WHAT TO PRODUCE: Output all of the records exactly as written.

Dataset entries
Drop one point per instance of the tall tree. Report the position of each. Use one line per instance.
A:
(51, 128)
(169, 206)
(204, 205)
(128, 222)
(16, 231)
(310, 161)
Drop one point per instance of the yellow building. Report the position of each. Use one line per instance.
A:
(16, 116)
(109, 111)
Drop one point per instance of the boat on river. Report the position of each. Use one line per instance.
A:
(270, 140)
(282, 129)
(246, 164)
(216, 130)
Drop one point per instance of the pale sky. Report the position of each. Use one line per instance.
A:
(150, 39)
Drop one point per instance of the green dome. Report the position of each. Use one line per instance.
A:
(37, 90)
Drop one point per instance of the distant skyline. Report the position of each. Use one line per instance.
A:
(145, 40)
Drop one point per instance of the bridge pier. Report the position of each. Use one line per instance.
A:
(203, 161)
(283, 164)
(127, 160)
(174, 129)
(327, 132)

TASK SOLUTION:
Drop one point per instance of the tall tree. Report the position of each. Use one line per instance.
A:
(51, 128)
(169, 206)
(204, 205)
(128, 222)
(16, 231)
(310, 161)
Drop one point per instance of the yellow building. Report the position of each. Use one line per instance.
A:
(16, 116)
(109, 111)
Drop one point per instance of the boat on river. Report the position of each. Use one line per instance.
A:
(270, 140)
(282, 129)
(246, 164)
(216, 130)
Drop one point per instance of the pale sky. Report the position of each. Use one line per instance.
A:
(150, 39)
Drop one point per instance of the green dome. Report the position of each. Use one line per instance.
A:
(37, 90)
Drop one point per instance of the distant skyline. Report the position of each. Use one line per instance.
A:
(145, 40)
Drop one point per instance of the bridge pier. Report the position of each. Use one line per instance.
A:
(203, 161)
(283, 164)
(127, 160)
(174, 129)
(327, 132)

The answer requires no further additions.